* **THE TASK**:
Answer these questions from the post about Scharlette Holdman below, numbering your answers the same way.
1. When did Holdman come to California?
2. How old was Holdman when she died?
3. Where was the guest post originally posted?

* **DOCUMENT**:
[start]

Thursday, July 13, 2017

We Saw Monsters, She Saw Humans

Scharlette Holdman, a true hero in the death penalty community and a friend and mentor to me, died yesterday.  Scharlette came to California in the early 1990s, where she taught me and so many other lawyers, investigators and experts about the critical importance of telling our death row clients’ life stories. She taught us how to obtain and develop the sources of information to document those stories, and she taught us how to present those stories in a way that would resonate with judges and juries. And she taught us to never give up fighting for our clients. Her brilliance, compassion, relentless dedication and self-effacing humor should serve as a model for all who continue the fight for social justice.  -- Lovechilde

Guest Post by Maurice Chammah
(originally posted at The Marshall Project)

Scharlette Holdman, whose pioneering work with defense lawyers contributed to the decline of the death penalty nationwide, and whose clients included Ted Kaczynski, Dzhokhar Tsarnaev, and Khalid Sheikh Mohammed, died Wednesday. She was 70.

In the tight-knit world of defense lawyers who focus on the death penalty, Holdman was a revered figure, a non-lawyer responsible for the development of mitigating evidence, aimed at convincing jurors to spare the lives of men and women whose crimes, at first blush, only elicited disgust. It is now common practice for capital defense lawyers to hire “mitigation specialists,” and in recent years such evidence has often convinced district attorneys not to seek the death penalty in the first place.

[end]

* **EXTRACTED ENTRIES**:
[start]

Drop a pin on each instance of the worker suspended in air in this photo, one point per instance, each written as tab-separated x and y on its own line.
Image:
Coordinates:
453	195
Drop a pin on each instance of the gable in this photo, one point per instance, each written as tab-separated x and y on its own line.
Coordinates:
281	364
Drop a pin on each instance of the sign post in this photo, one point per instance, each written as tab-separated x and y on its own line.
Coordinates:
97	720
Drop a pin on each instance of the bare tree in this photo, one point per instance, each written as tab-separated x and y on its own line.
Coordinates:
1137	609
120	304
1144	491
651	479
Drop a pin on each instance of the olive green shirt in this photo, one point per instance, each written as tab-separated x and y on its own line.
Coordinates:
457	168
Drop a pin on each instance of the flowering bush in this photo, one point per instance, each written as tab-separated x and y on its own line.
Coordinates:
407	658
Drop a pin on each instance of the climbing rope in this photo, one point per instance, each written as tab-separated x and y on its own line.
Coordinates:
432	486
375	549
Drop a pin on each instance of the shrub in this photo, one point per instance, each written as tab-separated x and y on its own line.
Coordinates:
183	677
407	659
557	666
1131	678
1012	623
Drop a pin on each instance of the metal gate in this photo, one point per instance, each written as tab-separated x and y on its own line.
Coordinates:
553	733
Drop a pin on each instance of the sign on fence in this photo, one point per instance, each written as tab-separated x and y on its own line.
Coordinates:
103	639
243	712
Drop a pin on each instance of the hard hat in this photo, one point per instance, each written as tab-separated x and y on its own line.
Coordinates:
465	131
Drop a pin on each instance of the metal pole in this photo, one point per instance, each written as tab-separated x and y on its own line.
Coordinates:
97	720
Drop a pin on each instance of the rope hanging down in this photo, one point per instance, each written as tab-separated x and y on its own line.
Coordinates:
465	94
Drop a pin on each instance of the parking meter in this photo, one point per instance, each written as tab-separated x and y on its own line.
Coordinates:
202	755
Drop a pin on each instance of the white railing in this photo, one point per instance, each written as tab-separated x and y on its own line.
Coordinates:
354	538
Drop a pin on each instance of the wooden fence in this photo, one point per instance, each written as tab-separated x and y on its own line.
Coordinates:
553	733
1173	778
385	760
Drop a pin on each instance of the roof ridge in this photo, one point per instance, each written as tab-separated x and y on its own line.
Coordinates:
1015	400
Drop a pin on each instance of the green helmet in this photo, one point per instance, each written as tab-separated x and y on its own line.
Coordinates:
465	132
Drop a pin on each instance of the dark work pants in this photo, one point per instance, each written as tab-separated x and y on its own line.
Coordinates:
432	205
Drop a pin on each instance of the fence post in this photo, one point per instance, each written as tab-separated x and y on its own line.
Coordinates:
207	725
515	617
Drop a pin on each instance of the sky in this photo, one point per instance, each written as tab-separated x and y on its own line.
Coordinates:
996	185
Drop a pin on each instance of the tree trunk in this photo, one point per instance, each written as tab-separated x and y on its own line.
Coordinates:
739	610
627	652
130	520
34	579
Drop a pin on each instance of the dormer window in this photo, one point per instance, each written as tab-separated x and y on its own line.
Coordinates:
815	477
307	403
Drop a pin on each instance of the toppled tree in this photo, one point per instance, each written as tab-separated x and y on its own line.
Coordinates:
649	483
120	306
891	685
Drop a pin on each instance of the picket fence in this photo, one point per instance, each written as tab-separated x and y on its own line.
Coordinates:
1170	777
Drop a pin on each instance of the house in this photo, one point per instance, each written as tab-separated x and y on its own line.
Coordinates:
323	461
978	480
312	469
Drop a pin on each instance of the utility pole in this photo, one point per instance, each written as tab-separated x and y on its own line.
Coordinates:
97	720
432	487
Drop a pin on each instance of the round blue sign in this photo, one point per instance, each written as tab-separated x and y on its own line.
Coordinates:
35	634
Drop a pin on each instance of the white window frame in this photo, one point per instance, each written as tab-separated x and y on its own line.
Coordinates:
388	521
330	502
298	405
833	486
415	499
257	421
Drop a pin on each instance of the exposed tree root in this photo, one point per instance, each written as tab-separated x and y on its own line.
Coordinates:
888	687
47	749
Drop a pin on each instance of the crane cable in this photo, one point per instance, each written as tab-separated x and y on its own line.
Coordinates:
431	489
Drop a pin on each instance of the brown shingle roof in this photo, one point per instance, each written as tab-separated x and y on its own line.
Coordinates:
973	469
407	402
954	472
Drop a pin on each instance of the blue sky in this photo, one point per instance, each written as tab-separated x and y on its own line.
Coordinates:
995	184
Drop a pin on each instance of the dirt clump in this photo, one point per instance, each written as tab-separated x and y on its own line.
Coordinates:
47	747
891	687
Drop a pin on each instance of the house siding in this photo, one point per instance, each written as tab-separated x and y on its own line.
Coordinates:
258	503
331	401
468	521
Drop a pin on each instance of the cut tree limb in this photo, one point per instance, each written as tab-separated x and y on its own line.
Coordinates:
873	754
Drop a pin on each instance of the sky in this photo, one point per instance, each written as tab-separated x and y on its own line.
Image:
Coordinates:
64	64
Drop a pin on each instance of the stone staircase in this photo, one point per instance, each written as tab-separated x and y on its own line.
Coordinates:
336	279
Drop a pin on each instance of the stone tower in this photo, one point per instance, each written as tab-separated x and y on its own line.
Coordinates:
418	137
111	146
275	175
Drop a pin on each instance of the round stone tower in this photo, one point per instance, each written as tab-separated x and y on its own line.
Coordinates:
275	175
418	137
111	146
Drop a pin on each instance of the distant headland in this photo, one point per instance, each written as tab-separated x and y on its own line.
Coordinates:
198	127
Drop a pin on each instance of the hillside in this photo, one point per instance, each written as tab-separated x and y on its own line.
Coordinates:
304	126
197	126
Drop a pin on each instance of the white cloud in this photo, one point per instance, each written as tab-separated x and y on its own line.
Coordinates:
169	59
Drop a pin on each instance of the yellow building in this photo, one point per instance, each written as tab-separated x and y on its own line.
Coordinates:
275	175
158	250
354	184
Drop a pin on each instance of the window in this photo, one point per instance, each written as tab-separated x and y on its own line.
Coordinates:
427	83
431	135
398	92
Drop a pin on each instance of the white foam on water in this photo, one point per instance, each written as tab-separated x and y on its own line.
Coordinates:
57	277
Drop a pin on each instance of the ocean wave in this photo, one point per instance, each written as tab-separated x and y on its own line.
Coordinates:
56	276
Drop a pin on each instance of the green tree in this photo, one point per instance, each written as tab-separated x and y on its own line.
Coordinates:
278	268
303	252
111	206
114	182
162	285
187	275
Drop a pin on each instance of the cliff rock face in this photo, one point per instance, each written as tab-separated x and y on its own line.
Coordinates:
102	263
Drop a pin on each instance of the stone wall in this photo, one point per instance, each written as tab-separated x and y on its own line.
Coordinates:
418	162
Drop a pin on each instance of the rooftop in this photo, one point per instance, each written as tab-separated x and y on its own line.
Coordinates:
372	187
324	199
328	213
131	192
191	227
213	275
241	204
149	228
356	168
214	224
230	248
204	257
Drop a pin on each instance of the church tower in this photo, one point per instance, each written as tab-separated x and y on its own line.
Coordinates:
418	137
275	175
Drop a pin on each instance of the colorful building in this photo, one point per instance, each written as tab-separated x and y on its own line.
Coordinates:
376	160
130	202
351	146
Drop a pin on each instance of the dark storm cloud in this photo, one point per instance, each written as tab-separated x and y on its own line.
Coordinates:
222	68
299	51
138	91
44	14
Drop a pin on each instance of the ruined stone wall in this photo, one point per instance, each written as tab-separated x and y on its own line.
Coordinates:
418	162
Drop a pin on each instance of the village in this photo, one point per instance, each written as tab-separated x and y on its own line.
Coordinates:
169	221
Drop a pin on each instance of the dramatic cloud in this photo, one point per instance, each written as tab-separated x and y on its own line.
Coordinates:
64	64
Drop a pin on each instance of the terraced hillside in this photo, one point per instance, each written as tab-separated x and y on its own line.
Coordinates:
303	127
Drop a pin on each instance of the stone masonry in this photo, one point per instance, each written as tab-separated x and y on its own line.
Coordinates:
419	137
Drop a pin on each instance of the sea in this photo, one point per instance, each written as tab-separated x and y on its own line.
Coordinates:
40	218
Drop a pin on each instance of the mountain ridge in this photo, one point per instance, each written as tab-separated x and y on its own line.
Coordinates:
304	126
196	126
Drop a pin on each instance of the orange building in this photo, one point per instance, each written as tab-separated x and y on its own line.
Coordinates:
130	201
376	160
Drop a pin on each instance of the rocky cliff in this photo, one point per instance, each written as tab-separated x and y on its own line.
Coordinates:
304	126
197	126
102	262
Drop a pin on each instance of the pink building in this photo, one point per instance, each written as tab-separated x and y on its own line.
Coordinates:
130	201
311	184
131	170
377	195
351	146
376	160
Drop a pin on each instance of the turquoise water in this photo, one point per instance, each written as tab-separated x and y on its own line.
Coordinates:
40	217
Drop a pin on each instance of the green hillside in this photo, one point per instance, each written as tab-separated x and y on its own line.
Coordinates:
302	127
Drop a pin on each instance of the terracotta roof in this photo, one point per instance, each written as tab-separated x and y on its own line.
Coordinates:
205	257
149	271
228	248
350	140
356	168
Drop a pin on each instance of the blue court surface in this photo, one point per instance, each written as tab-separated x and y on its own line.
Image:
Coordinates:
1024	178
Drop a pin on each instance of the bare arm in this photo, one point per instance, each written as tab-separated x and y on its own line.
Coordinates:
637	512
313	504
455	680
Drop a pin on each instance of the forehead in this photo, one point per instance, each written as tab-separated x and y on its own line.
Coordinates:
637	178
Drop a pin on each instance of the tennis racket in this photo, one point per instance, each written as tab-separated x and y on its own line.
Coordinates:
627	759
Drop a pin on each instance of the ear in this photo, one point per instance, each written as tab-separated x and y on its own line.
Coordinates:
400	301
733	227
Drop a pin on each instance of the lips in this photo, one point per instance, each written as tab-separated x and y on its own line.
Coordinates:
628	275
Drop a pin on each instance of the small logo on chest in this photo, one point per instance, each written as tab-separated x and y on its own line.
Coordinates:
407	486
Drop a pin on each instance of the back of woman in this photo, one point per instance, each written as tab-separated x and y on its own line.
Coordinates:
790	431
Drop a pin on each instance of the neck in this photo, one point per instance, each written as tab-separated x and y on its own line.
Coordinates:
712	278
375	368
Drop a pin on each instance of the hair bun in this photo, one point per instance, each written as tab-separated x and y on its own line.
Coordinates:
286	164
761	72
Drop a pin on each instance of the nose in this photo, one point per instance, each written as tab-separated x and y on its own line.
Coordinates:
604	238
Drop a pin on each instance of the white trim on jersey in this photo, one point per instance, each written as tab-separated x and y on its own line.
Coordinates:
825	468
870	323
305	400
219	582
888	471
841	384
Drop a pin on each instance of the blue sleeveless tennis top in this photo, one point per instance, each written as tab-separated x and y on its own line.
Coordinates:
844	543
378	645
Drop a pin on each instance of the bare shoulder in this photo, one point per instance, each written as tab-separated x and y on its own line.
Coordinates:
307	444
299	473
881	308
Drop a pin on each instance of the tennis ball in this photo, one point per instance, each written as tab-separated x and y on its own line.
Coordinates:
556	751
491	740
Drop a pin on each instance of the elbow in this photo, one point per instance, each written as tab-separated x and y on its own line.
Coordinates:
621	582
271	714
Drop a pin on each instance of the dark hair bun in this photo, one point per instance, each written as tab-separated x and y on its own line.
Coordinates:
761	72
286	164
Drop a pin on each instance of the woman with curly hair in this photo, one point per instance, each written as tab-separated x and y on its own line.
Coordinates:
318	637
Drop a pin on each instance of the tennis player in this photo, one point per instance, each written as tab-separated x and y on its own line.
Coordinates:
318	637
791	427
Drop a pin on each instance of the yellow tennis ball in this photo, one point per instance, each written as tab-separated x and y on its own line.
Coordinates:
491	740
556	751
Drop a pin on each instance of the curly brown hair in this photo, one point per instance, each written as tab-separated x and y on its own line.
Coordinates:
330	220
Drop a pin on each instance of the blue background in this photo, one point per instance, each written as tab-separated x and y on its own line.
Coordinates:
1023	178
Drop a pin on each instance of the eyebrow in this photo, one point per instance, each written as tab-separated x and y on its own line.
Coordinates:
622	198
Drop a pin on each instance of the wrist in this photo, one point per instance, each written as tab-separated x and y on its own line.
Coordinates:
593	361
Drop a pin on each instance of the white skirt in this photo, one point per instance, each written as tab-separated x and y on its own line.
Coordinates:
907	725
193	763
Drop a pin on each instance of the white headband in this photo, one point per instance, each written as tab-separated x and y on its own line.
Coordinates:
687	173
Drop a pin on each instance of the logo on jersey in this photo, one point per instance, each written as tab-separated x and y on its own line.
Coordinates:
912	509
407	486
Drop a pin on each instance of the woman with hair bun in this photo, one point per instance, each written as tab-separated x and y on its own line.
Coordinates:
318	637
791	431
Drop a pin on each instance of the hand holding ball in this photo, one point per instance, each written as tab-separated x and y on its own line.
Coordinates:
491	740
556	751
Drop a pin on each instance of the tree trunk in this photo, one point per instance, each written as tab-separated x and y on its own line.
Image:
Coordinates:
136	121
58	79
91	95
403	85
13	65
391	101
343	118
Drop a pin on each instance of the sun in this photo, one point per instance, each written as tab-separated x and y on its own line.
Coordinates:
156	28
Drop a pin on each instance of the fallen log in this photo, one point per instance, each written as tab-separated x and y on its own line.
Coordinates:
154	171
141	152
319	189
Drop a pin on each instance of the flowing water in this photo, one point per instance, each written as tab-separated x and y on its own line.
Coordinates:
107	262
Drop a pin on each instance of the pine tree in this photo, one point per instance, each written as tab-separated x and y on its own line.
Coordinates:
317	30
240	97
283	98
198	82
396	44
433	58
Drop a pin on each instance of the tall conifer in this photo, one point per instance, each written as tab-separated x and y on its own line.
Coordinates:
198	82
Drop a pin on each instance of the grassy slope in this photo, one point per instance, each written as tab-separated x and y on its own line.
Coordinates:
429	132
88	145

[end]

* **COMPLETE OUTPUT**:
1. In the early 1990s.
2. 70.
3. At The Marshall Project.